### Text provided

Dedoc installation

There are two ways to install and run dedoc as a web application or a library that are described below.

Install and run dedoc using docker

You should have git and docker installed for running dedoc by this method. This method is more flexible because it doesn’t depend on the operating system and other user’s limitations, still, the docker application should be installed and configured properly.

  1. Clone the repository

git clone https://github.com/ispras/dedoc 
  1. Go to the dedoc directory

cd dedoc 
  1. Build the image and run the application

docker compose up --build 

If you need to change some application settings, you may update config.py according to your needs and re-build the image.

If you don’t need to change the application configuration, you may use the built docker image as well.

  1. Pull the image

docker pull dedocproject/dedoc 
  1. Run the container

docker run -p 1231:1231 --rm dedocproject/dedoc python3 /dedoc_root/dedoc/main.py 

Go to dockerhub to get more information about available dedoc images.

Install dedoc using pip

If you don’t want to use docker for running the application, it’s possible to run dedoc locally. However, it isn’t suitable for any operating system (Ubuntu 20+ is recommended) and there may be not enough machine’s resources for its work. You should have python (python3.9, python3.10 are recommended) and pip installed.

1. Install necessary packages:

sudo apt-get install -y libreoffice djvulibre-bin unzip unrar 

libreoffice and djvulibre-bin packages are used by converters (doc, odt, rtf to docx; xls, ods to xlsx; ppt, odp to pptx; djvu to pdf). If you don’t need converters, you can skip this step. unzip and unrar packages are used in the process of extracting archives.

### Exercise data

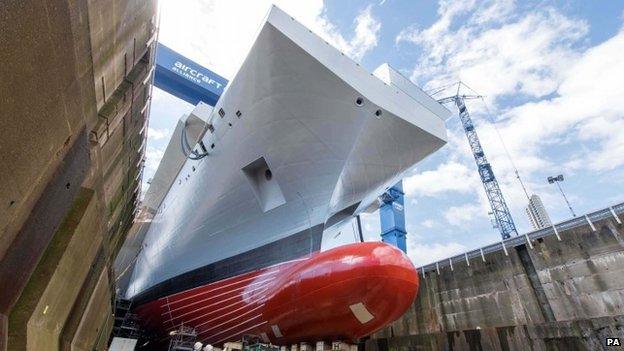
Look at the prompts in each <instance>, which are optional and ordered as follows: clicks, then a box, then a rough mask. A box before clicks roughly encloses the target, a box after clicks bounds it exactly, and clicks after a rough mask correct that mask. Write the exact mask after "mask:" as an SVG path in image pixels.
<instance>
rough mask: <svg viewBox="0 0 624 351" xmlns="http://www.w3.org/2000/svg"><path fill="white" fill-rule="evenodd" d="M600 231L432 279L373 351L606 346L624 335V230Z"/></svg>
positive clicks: (507, 254)
mask: <svg viewBox="0 0 624 351" xmlns="http://www.w3.org/2000/svg"><path fill="white" fill-rule="evenodd" d="M619 218H620V219H621V220H622V219H624V216H622V214H619ZM592 224H593V225H594V228H595V231H594V230H593V229H592V228H591V226H590V225H589V224H585V225H580V226H577V227H574V228H571V229H568V230H564V231H559V233H558V234H559V235H560V237H561V241H559V240H558V238H557V236H556V235H547V236H544V237H541V238H538V239H536V240H532V241H531V243H532V246H533V248H531V247H530V246H529V245H519V246H516V247H509V248H507V253H508V254H507V255H506V254H505V252H504V250H500V251H496V252H490V253H487V254H484V255H483V258H482V257H481V256H478V257H472V258H470V259H469V260H468V263H467V262H465V261H463V262H462V261H458V260H456V261H455V262H453V266H452V268H451V266H450V265H449V264H446V265H444V266H439V267H438V268H439V274H438V272H437V270H435V269H434V270H430V271H428V272H426V273H425V274H424V277H422V275H421V286H420V291H419V295H418V298H417V299H416V301H415V303H414V305H413V306H412V308H411V309H410V310H409V311H408V312H407V313H406V314H405V315H404V316H403V317H401V318H400V319H399V320H397V321H395V322H394V323H392V324H391V325H390V326H388V327H387V328H385V329H384V330H382V331H380V332H378V333H376V334H375V335H373V336H372V337H371V339H370V340H368V341H367V343H366V348H367V350H599V349H603V348H604V347H605V338H606V337H608V336H619V337H624V228H623V226H622V224H620V223H618V222H617V220H616V219H615V217H611V218H605V219H602V220H600V221H597V222H595V223H592ZM468 264H469V265H468Z"/></svg>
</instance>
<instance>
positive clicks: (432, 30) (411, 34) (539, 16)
mask: <svg viewBox="0 0 624 351" xmlns="http://www.w3.org/2000/svg"><path fill="white" fill-rule="evenodd" d="M504 3H505V2H504ZM458 4H461V3H460V2H458ZM470 5H471V3H470V2H467V3H465V4H463V5H453V6H447V8H448V10H447V11H446V12H443V14H442V15H441V17H440V19H439V20H438V21H437V22H436V23H435V24H433V25H432V26H431V27H429V28H428V29H425V30H418V29H415V28H408V29H406V30H404V31H402V32H401V33H400V34H399V36H398V37H397V39H396V41H397V43H401V42H404V41H407V42H411V43H414V44H418V45H419V46H421V47H422V48H423V52H425V54H424V55H423V56H422V57H421V58H420V60H419V62H418V64H417V66H416V68H415V69H414V71H413V74H412V78H413V79H415V80H417V81H421V82H426V84H425V86H426V87H427V88H431V87H437V86H442V85H444V84H446V83H448V82H449V81H457V80H462V81H465V82H467V83H468V84H469V85H470V86H471V87H473V88H474V89H475V90H477V91H479V92H481V93H483V94H486V95H488V97H490V98H495V97H498V96H500V95H505V94H524V95H527V96H534V97H540V96H544V95H547V94H550V93H552V92H553V91H554V90H555V89H556V88H557V86H558V81H559V80H560V78H561V74H562V73H563V71H564V70H565V68H566V67H567V65H568V64H569V63H571V62H573V60H574V59H575V58H576V57H577V52H576V51H575V50H573V48H572V46H573V44H575V43H577V41H578V39H580V38H582V37H583V36H584V35H585V34H586V33H587V32H588V26H587V24H586V23H585V22H584V21H575V20H572V19H569V18H567V17H565V16H564V15H562V14H560V13H559V12H557V11H556V10H554V9H552V8H550V9H545V10H539V11H533V12H530V13H526V14H524V15H522V16H521V17H515V16H514V17H506V16H494V15H493V13H496V10H497V9H498V8H500V7H501V5H500V3H499V2H485V3H481V4H480V6H478V7H476V8H475V6H470ZM443 6H444V5H441V8H443ZM503 7H504V8H505V9H506V10H505V11H506V13H509V12H511V8H513V4H511V3H505V6H503ZM466 11H472V12H471V13H470V18H471V20H470V21H467V22H465V23H464V24H463V25H461V26H460V27H459V28H457V29H452V26H451V24H452V23H453V20H454V19H455V17H456V16H458V15H460V14H464V13H465V12H466ZM501 20H507V21H509V22H507V23H504V24H502V25H499V23H498V22H500V21H501ZM484 77H487V79H484Z"/></svg>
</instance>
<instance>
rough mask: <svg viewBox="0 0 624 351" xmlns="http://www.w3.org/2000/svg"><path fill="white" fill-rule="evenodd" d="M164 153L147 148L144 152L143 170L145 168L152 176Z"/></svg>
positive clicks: (161, 151) (160, 151)
mask: <svg viewBox="0 0 624 351" xmlns="http://www.w3.org/2000/svg"><path fill="white" fill-rule="evenodd" d="M163 155H164V152H163V151H162V150H159V149H157V148H154V147H148V148H147V150H145V168H147V169H148V170H149V172H150V174H154V173H155V172H156V169H157V168H158V164H159V163H160V160H161V159H162V157H163Z"/></svg>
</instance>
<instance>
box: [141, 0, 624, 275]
mask: <svg viewBox="0 0 624 351" xmlns="http://www.w3.org/2000/svg"><path fill="white" fill-rule="evenodd" d="M179 4H180V3H176V2H175V1H172V0H170V1H163V3H162V8H161V27H160V28H161V31H160V41H161V42H163V43H164V44H166V45H168V46H170V47H171V48H173V49H175V50H177V51H179V52H181V53H183V54H184V55H186V56H188V57H190V58H192V59H194V60H195V61H197V62H199V63H201V64H203V65H205V66H206V67H208V68H210V69H212V70H214V71H216V72H218V73H220V74H222V75H223V76H225V77H226V78H231V77H232V76H233V75H234V73H235V72H236V70H237V68H238V65H240V63H241V62H242V60H243V59H244V56H245V54H246V52H247V50H248V48H249V46H250V45H251V41H252V39H253V36H254V34H255V32H256V31H257V29H258V28H259V26H260V23H261V21H262V19H263V17H264V15H265V14H266V12H267V10H268V8H269V6H270V4H271V2H270V1H242V0H241V1H224V0H222V1H187V2H184V4H185V6H184V7H182V6H180V5H179ZM276 4H277V5H278V6H280V7H281V8H282V9H284V10H285V11H287V12H288V13H290V14H291V15H292V16H293V17H295V18H297V19H298V20H299V21H300V22H302V23H304V24H305V25H306V26H308V27H310V28H311V29H312V30H313V31H314V32H316V33H317V34H319V35H321V36H322V37H323V38H325V39H326V40H327V41H329V42H330V43H332V44H333V45H334V46H336V47H338V48H339V49H340V50H341V51H343V52H345V53H346V54H347V55H349V56H350V57H352V58H353V59H354V60H356V61H359V62H360V63H361V64H362V65H363V66H364V67H366V68H367V69H369V70H370V71H373V70H374V69H375V68H376V67H377V66H379V65H380V64H382V63H384V62H388V63H390V65H392V66H393V67H395V68H396V69H398V70H399V71H401V72H402V73H403V74H404V75H405V76H406V77H409V78H410V79H412V81H413V82H414V83H416V84H418V85H419V86H421V87H423V88H424V89H432V88H436V87H440V86H443V85H446V84H448V83H452V82H456V81H458V80H462V81H464V82H465V83H467V84H468V85H469V86H471V87H472V88H473V89H475V90H476V91H478V92H479V93H480V94H482V95H485V96H486V99H485V104H484V103H483V102H481V101H472V102H470V103H469V104H468V108H469V109H470V111H471V112H472V115H473V118H474V120H475V122H476V124H477V130H478V133H479V136H480V137H481V141H482V144H483V147H484V149H485V152H486V154H487V156H488V158H489V159H490V161H491V163H492V165H493V168H494V172H495V173H496V176H497V177H498V179H499V182H500V185H501V188H502V191H503V195H504V196H505V198H506V200H507V202H508V204H509V205H510V207H511V211H512V215H513V217H514V220H515V222H516V225H517V227H518V228H519V229H520V231H521V232H524V231H527V230H529V229H530V227H529V223H528V220H527V218H526V215H525V213H524V209H523V208H524V206H525V205H526V202H527V200H526V197H525V195H524V193H523V191H522V188H521V187H520V184H519V182H518V181H517V179H516V178H515V175H514V169H513V167H512V163H511V161H510V158H509V157H508V156H507V155H506V153H505V146H506V147H507V149H508V151H509V154H510V155H511V159H512V160H513V162H514V163H515V165H516V166H517V168H518V170H519V172H520V175H521V176H522V178H523V181H524V183H525V185H526V186H527V188H528V190H529V193H535V194H538V195H540V196H541V198H542V200H543V202H544V204H545V206H546V208H547V210H548V212H549V214H550V216H551V219H552V220H553V221H555V222H558V221H561V220H565V219H567V218H568V217H570V214H569V211H568V210H567V208H566V206H565V203H564V202H563V199H562V197H561V195H560V194H559V193H558V190H557V189H556V188H555V187H553V186H552V185H549V184H547V182H546V177H547V176H549V175H555V174H559V173H563V174H564V176H565V177H566V180H565V182H564V183H563V187H564V190H565V191H566V193H567V195H568V196H569V198H570V201H571V203H572V206H573V208H574V210H575V211H576V212H577V213H585V212H588V211H591V210H594V209H599V208H603V207H606V206H609V205H612V204H615V203H617V202H621V201H624V98H623V97H624V88H623V87H624V86H623V84H622V82H623V81H624V59H622V58H621V55H622V53H624V30H623V24H624V2H621V1H601V2H588V1H553V2H549V1H518V2H514V1H505V0H503V1H478V2H477V1H461V2H460V1H455V2H451V1H449V2H447V1H440V2H433V1H431V2H428V1H407V0H405V1H396V0H385V1H383V0H379V1H359V0H357V1H356V0H340V1H338V0H334V1H325V2H323V1H319V0H311V1H301V0H300V1H276ZM598 5H599V6H598ZM442 94H444V93H442ZM449 94H450V93H449ZM486 106H487V107H488V108H489V111H490V112H491V114H489V115H488V113H487V109H486ZM450 108H451V109H452V106H450ZM191 109H192V106H190V105H189V104H186V103H184V102H181V101H179V100H177V99H176V98H174V97H171V96H169V95H168V94H166V93H164V92H161V91H158V90H157V89H155V91H154V97H153V101H152V108H151V120H150V130H149V132H148V138H149V140H148V148H147V162H146V173H145V174H146V177H145V179H148V178H149V177H150V176H151V174H153V172H154V170H155V168H156V166H157V165H158V161H159V159H160V156H161V155H162V150H164V147H165V146H166V144H167V142H168V138H169V137H170V134H171V132H172V130H173V126H174V124H175V122H176V121H177V119H178V118H179V116H180V115H181V114H183V113H187V112H189V111H190V110H191ZM452 111H454V110H452ZM454 112H455V111H454ZM447 127H448V131H449V143H448V145H446V146H445V147H444V148H443V149H442V150H440V151H439V152H437V153H436V154H434V155H432V156H430V157H429V158H427V159H426V160H425V161H423V162H421V163H420V164H418V165H417V166H416V168H415V169H414V170H412V171H411V172H410V173H409V174H408V175H407V177H406V178H405V185H404V186H405V190H406V195H407V196H406V205H405V210H406V220H407V228H408V244H409V245H408V246H409V247H408V250H409V255H410V257H411V258H412V259H413V261H414V262H416V263H417V264H424V263H429V262H432V261H434V260H437V259H442V258H446V257H448V256H450V255H454V254H457V253H461V252H463V251H465V250H468V249H472V248H476V247H480V246H483V245H487V244H489V243H492V242H494V241H497V240H500V236H499V234H498V232H497V231H496V230H495V229H493V228H492V227H491V225H490V221H489V218H488V215H487V212H488V211H489V207H488V204H487V200H486V198H485V193H484V191H483V188H482V186H481V184H480V182H479V179H478V175H477V172H476V167H475V164H474V160H473V159H472V156H471V154H470V150H469V147H468V143H467V141H466V138H465V135H464V134H463V131H462V130H461V127H460V122H459V119H458V118H457V116H456V115H455V113H454V117H452V118H450V119H449V120H448V121H447ZM497 131H498V134H500V138H499V136H498V134H497ZM501 139H502V140H504V145H503V143H502V142H501ZM364 225H365V231H366V236H367V238H369V239H370V240H376V239H377V238H378V231H379V221H378V215H377V214H373V215H367V216H364Z"/></svg>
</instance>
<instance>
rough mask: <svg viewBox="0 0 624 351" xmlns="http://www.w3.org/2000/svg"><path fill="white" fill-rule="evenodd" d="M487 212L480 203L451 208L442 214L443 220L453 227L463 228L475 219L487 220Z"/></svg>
mask: <svg viewBox="0 0 624 351" xmlns="http://www.w3.org/2000/svg"><path fill="white" fill-rule="evenodd" d="M486 213H487V210H486V209H485V208H484V207H483V206H482V205H481V204H480V203H467V204H463V205H461V206H452V207H449V209H448V210H446V212H445V213H444V219H446V221H447V222H448V224H450V225H453V226H457V227H460V226H465V225H466V224H467V223H470V222H472V221H473V220H475V219H478V220H483V219H487V218H488V217H487V215H486Z"/></svg>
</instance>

### Work order 1
From the dedoc installation guide, quote everything from "Go to dockerhub" down to "and pip installed.".
### Work order 2
Write what comes next in the dedoc installation guide, starting after its final sentence.
The items have no connection to the dedoc installation guide.

### Final answer 1
Go to dockerhub to get more information about available dedoc images.

Install dedoc using pip

If you don’t want to use docker for running the application, it’s possible to run dedoc locally. However, it isn’t suitable for any operating system (Ubuntu 20+ is recommended) and there may be not enough machine’s resources for its work. You should have python (python3.9, python3.10 are recommended) and pip installed.

### Final answer 2
2. Install Tesseract OCR 5 framework.

You can try any tutorial for this purpose or look here to get the example of Tesseract installing for dedoc container or use next commands for building Tesseract OCR 5 from sources:

2.1. Install compilers and libraries required by the Tesseract OCR:

sudo apt-get update sudo apt-get install -y automake binutils-dev build-essential ca-certificates clang g++ g++-multilib gcc-multilib libcairo2 libffi-dev \ libgdk-pixbuf2.0-0 libglib2.0-dev libjpeg-dev libleptonica-dev libpango-1.0-0 libpango1.0-dev libpangocairo-1.0-0 libpng-dev libsm6 \ libtesseract-dev libtool libxext6 make pkg-config poppler-utils pstotext shared-mime-info software-properties-common swig zlib1g-dev 

2.2. Build Tesseract from sources:

sudo add-apt-repository -y ppa:alex-p/tesseract-ocr-devel sudo apt-get update --allow-releaseinfo-change sudo apt-get install -y tesseract-ocr tesseract-ocr-rus git clone --depth 1 --branch 5.0.0-beta-20210916 https://github.com/tesseract-ocr/tesseract/ cd tesseract && ./autogen.sh && sudo ./configure && sudo make && sudo make install && sudo ldconfig && cd .. export TESSDATA_PREFIX=/usr/share/tesseract-ocr/5/tessdata/ 

3. Install the dedoc library via pip.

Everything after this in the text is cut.